Main Course Sauce

Lasagna Meat Sauce

A rich, restaurant-quality lasagna sauce that combines base red sauce with ground meat and aromatics. Perfect for traditional lasagna layering.

Prep Time
15 min
Cook Time
45 min
Servings
Enough for 2 large lasagnas
Container
2/3 GN 65mm

Ingredients

  • 1.5 litres Base Red Sauce
    from your batch (see base red sauce recipe)
  • 500ml Base White Sauce
    from your batch (see base white sauce recipe)
  • 1kg minced beef
    80/20 fat ratio preferred
  • 2 large onions, finely diced
  • 4 cloves garlic, minced
  • 3 tbsp olive oil
  • 250ml red wine
    optional, can substitute with stock
  • 2 tbsp fresh basil, chopped
    or 2 tsp dried
  • 1 tbsp fresh oregano
    or 1 tsp dried
  • 100g parmesan cheese, grated
  • salt and black pepper to taste

Instructions

  1. 1

    Heat olive oil in a large, deep pan over medium-high heat. Add diced onions and cook until softened and translucent.

    5-6 mins
  2. 2

    Add minced garlic and cook for 1 minute until fragrant. Don't let it burn.

    1 min
  3. 3

    Add the minced beef, breaking it up with a wooden spoon. Cook until browned all over.

    8-10 mins
  4. 4

    Pour in the red wine (if using) and let it simmer to cook off the alcohol and reduce slightly.

Problems to work on:
(1) In the lasagna meat sauce recipe, what fat ratio is preferred for the minced beef?
(2) Please pick up the lasagna meat sauce recipe right after its last sentence and continue writing it.
You won't need the records.

Records from a data source:
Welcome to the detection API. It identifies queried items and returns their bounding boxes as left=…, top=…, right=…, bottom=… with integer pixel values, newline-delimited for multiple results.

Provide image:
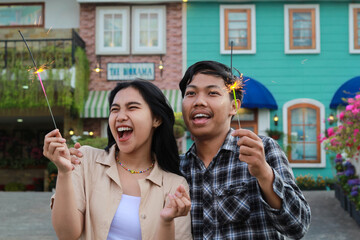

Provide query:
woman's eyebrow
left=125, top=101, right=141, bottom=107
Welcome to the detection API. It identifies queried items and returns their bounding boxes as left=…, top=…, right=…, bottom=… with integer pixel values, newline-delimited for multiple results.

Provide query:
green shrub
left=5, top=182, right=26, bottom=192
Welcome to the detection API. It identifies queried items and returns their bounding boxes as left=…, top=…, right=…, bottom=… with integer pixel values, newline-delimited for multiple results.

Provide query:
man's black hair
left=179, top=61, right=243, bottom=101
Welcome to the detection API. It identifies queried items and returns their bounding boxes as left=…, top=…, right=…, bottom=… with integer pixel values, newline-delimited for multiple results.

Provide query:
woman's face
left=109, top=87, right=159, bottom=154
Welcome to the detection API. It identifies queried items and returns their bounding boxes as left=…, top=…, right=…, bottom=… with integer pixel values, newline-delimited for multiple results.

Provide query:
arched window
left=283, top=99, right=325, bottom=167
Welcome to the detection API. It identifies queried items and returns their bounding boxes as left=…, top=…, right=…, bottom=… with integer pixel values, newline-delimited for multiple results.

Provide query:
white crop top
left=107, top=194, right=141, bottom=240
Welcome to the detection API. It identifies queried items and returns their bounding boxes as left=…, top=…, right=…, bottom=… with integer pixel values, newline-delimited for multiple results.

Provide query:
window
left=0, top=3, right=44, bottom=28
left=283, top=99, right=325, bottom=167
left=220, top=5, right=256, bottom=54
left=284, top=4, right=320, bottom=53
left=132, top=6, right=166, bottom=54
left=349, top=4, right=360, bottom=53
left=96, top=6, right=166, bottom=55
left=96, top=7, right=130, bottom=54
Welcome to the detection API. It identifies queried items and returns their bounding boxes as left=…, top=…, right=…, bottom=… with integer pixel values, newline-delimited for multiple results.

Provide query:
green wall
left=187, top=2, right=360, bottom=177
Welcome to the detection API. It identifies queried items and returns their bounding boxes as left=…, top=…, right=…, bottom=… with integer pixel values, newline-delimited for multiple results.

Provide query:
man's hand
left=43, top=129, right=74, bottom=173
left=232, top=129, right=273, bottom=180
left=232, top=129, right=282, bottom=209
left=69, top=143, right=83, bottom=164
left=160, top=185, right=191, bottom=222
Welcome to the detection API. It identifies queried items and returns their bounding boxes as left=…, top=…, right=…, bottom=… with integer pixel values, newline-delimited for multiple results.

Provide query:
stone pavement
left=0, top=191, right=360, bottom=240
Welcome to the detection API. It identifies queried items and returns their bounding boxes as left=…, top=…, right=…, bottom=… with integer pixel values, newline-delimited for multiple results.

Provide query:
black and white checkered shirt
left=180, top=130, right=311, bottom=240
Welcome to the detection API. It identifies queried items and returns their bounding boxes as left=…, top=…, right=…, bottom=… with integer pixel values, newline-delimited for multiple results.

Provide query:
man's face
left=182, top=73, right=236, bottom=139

...

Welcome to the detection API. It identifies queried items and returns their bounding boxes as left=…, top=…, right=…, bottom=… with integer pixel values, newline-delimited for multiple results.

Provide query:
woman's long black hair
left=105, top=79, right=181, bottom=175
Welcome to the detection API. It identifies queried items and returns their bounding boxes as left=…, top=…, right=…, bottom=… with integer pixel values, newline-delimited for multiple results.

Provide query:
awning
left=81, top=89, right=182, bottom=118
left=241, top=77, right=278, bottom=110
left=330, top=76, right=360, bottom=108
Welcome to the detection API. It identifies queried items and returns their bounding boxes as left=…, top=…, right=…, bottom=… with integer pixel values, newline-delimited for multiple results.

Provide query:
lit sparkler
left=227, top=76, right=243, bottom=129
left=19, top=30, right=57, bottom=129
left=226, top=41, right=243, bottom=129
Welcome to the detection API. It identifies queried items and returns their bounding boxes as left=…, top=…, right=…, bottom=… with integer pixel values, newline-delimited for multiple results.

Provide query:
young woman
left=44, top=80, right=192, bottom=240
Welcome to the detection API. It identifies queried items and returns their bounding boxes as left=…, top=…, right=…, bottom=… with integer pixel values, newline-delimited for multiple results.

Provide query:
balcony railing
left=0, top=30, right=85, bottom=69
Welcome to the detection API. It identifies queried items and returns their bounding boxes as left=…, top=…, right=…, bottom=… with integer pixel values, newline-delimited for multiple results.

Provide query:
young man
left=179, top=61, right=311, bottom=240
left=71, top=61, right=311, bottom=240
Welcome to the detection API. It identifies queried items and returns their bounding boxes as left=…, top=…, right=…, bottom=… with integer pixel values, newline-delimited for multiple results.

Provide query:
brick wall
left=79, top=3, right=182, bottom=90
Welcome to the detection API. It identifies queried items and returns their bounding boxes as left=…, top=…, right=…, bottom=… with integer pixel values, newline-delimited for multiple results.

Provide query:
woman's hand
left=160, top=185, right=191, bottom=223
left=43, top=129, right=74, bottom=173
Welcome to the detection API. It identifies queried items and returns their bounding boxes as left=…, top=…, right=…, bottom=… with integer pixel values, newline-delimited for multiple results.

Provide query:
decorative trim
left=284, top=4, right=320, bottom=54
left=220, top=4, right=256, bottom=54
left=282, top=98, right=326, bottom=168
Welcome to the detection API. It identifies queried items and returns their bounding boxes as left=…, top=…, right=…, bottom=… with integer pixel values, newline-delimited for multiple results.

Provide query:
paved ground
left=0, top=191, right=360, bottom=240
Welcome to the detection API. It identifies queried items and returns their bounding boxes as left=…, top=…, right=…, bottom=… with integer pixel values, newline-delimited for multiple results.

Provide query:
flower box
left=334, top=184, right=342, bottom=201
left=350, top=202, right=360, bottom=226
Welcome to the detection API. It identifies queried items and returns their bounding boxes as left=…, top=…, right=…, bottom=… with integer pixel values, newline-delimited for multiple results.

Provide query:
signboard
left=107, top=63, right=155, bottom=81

==

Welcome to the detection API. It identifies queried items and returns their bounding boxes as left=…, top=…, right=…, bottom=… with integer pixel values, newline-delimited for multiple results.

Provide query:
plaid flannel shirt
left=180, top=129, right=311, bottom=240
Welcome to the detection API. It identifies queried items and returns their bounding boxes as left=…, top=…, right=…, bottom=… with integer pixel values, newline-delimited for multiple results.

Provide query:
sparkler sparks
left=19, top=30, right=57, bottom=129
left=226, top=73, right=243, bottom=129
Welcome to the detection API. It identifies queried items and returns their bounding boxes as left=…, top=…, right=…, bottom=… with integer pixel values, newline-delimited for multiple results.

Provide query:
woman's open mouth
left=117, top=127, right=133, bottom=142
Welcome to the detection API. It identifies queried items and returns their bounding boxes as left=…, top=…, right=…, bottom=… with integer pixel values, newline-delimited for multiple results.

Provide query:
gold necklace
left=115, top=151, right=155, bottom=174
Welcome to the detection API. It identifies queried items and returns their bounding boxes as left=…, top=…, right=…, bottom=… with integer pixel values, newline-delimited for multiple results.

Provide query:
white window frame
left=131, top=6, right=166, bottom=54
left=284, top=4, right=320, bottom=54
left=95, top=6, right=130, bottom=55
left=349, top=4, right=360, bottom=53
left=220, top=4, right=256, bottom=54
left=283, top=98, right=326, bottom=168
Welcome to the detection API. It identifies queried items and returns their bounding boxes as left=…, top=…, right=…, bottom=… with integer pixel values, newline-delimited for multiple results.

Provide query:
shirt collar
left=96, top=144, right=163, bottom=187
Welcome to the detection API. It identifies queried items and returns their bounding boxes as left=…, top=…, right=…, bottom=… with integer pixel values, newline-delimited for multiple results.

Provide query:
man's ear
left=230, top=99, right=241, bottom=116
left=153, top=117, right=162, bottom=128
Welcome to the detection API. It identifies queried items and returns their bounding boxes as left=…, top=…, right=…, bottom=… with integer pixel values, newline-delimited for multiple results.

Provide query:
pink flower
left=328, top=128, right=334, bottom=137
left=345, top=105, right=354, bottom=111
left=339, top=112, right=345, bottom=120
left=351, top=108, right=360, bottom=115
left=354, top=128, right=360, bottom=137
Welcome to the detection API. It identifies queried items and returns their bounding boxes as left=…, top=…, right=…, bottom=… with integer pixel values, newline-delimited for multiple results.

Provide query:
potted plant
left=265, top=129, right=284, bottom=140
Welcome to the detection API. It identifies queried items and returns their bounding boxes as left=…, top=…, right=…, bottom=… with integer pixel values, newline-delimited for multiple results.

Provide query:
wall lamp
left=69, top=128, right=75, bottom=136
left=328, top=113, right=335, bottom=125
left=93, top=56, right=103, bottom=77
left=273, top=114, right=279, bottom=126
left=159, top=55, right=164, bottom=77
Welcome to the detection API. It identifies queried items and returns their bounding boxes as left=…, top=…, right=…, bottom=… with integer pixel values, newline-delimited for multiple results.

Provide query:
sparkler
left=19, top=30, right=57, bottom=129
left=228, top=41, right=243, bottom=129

Answers in order:
(1) An 80/20 fat ratio.

(2)
    3-4 mins
  5. 5

    Add the Base Red Sauce, stirring well to combine. Bring to a gentle simmer.

    5 mins
  6. 6

    Add fresh herbs, season with salt and pepper. Simmer gently for 20-25 minutes, stirring occasionally.

    20-25 mins
  7. 7

    In the last 5 minutes, gradually stir in the Base White Sauce to create a rich, creamy consistency.

    2-3 mins
  8. 8

    Remove from heat and stir in half the parmesan cheese. Taste and adjust seasoning.

  9. 9

    Transfer to your 2/3 GN container and let cool slightly before using in lasagna assembly.

Tips

  • • Don't skip browning the meat properly - this adds crucial flavor depth
  • • The white sauce addition creates the signature creamy lasagna sauce texture
  • • Make this a day ahead - the flavors improve overnight in the fridge
  • • If sauce seems too thick, thin with a little pasta water or stock
  • • Reserve some plain red sauce for the bottom layer of your lasagna

Storage

Store covered in fridge for up to 4 days. Freeze portions for up to 3 months. Reheat gently, adding a splash of stock if needed.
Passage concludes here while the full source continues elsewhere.